=== Extracted text ===
------------------------------------------------------------------------
I also suspect that it could be a case of the misconfiguration of the hardware,
and I believe it’s coming from MVPP2 driver.

I will try 5.4.0, and if it works, I will bisect till 5.4.150 to see when the defect was introduced.

> On 20.11.2021, at 23:41 , Russell King (Oracle) <linux@armlinux.org.uk> wrote:
> 
> On Sat, Nov 20, 2021 at 10:57:39PM +0400, Jordan Vrtanoski wrote:
>> I have tried the same config on 5.10.80 and the transceiver is properly initialised, link between PHY and MAC established and IP address obtained trough DHCP.
>> This is definitely a regression defect in 5.4.x.
>> 
>> What I managed to find till now by adding debugging messages in the phylink and mvpp2 is that when the phylink_resolve
>> is invoked, phylink_resolve will invoke mvpp2_phylink_mac_link_state (trough the pl->ops). 
>> The stat that is returned is same with the old state, so the phylink_mac_link_up is never executed.
>> From what I can conclude from the code, it looks like the MVPP22_XLG_STATUS_LINK_UP is not set in the registry MVPP22_XLG_STATUS  
>> 
>> I have also noticed that the mvpp2_link_status_isr is not invoked when the transciver is inserted. Is this expected behaviour?
------------------------------------------------------------------------
=== Tasks and exercises ===
(a) In the mailing-list excerpt about the MVPP2 link problem, which kernel version properly initialized the transceiver with the same config?
(b) Extend the mailing-list excerpt about the MVPP2 link problem by writing what comes next after its final line.

=== Information supplied ===
------------------------------------------------------------------------
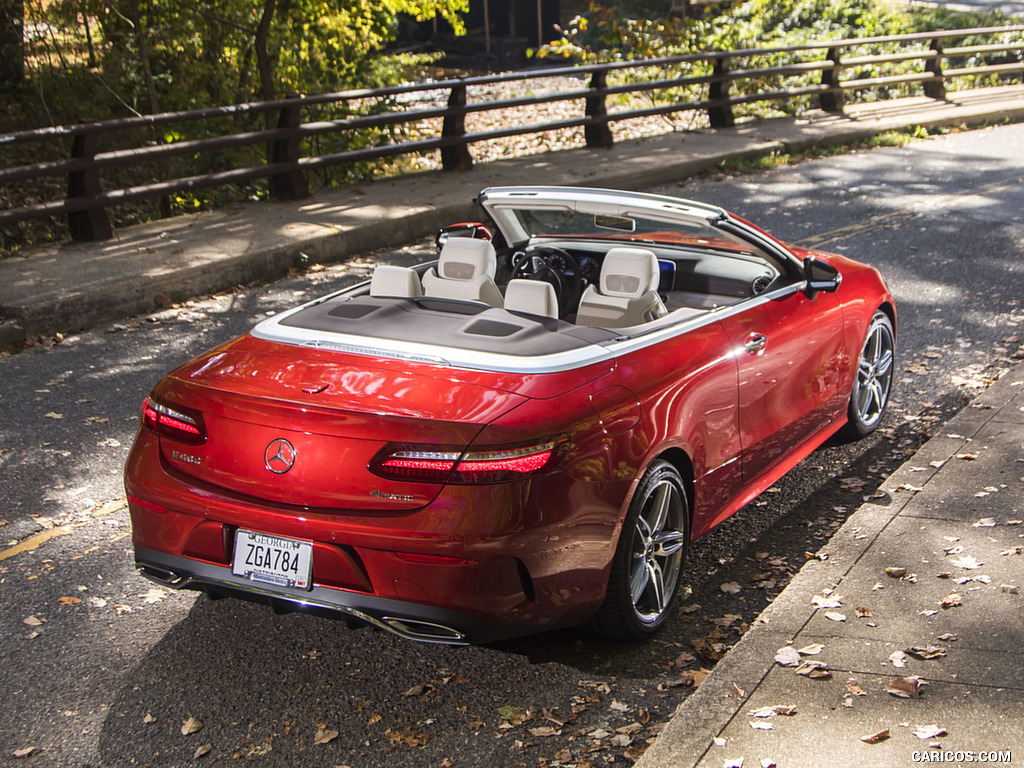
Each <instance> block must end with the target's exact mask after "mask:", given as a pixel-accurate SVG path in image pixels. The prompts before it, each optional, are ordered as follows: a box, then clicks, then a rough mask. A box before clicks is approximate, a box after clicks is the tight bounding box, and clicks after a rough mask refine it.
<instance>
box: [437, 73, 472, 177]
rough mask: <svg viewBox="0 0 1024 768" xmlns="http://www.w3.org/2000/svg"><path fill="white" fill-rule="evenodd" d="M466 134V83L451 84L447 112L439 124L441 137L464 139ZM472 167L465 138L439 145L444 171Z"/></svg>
------------------------------------------------------------------------
=== Exercise responses ===
(a) 5.10.80

(b)
>> Who should set the MVPP22_XLG_STATUS_LINK_UP after it’s detected that the module was inserted in the cage?
> 
> The hardware does, when it detects valid 10GBASE-R signal being received
> from the SFP. It could mean something is misconfigured with the COMPHY
> block, or something wrong with the mvpp2 driver.
> 
> I'm afraid that getting a bug report against a stable kernel is about
> the worst situation for me - I don't track the stable kernels or what
> goes into them. To be honest, I don't remember much about the 5.4
> kernel (I blame that on getting old!)
> 
> Please can you test vanilla 5.4? If that works, then please bisect
> between 5.4 and the 5.4.x kernel that you've identified as failing.
> It could be some patch has been backported into that stable kernel
> that should not have been.
> 
> Thanks.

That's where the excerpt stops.